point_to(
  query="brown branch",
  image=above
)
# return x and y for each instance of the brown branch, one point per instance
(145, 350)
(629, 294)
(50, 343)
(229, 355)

........

PROBLEM — Reproduce every line of the records, requests included, multiplying each coordinate in the answers by 0.25 and rounding the result to the nearest whole number, with halves rounded up.

ANSWER TO THIS PROBLEM —
point_to(
  query="brown branch",
  image=above
)
# return x and y for each instance of the brown branch, one point per instance
(36, 88)
(157, 74)
(13, 86)
(57, 89)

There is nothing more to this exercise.